= Beginning of Section =
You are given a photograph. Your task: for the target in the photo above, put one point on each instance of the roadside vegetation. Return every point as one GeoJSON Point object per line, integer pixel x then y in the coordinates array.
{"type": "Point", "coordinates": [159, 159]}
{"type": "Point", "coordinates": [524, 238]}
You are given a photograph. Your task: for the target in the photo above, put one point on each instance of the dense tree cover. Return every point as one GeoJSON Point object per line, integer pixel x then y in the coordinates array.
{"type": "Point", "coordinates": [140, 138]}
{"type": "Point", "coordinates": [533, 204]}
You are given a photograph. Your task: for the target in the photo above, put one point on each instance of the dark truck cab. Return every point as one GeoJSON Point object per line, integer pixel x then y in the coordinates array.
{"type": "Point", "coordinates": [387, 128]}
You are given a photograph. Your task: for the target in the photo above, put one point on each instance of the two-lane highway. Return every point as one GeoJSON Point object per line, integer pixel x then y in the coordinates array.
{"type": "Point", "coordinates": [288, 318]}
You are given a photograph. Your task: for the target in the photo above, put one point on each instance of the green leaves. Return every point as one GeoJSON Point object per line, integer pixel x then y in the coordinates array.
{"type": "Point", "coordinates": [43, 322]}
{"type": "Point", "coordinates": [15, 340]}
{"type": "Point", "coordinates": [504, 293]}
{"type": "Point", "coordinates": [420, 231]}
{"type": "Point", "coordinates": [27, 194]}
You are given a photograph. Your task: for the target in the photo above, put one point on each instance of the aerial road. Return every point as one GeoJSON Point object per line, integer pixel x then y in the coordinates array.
= End of Section =
● **TASK OBJECTIVE**: Transcribe each line of the listing above precisely as it appears.

● **SOLUTION TO THIS EXERCISE**:
You are given a photograph. Your task: for the target in the photo above, put one point on each instance of the roadside vegetation. Return every point as one GeoJSON Point object per line, integer pixel x then y in the coordinates array.
{"type": "Point", "coordinates": [159, 159]}
{"type": "Point", "coordinates": [524, 238]}
You are given a photograph. Your task: for the target in the photo above, put one point on each instance of the dense tree cover. Return every point as one GeoJSON Point object per line, integer pixel x then y in the coordinates array.
{"type": "Point", "coordinates": [140, 138]}
{"type": "Point", "coordinates": [533, 204]}
You are given a photograph. Your task: for the target in the photo above, put one point on each instance of the dark truck cab. Return every point as one GeoJSON Point object per line, integer pixel x then y in the coordinates array.
{"type": "Point", "coordinates": [387, 128]}
You are given a photograph. Your task: for the target in the photo above, put one point on each instance of the two-lane highway. Return every point as one GeoJSON Point object per line, integer pixel x then y in the coordinates array.
{"type": "Point", "coordinates": [288, 318]}
You are given a photograph. Your task: for the target in the photo above, put one point on each instance of the green leaves. Return every point as one GeoJSON Point object per line, integer pixel x then y in the coordinates array.
{"type": "Point", "coordinates": [43, 322]}
{"type": "Point", "coordinates": [15, 340]}
{"type": "Point", "coordinates": [504, 293]}
{"type": "Point", "coordinates": [420, 231]}
{"type": "Point", "coordinates": [27, 194]}
You are given a photograph. Your task: for the target in the photo above, put one point on each instance of the aerial road. Return every point as one GeoJSON Point object per line, integer pixel x then y in the coordinates array.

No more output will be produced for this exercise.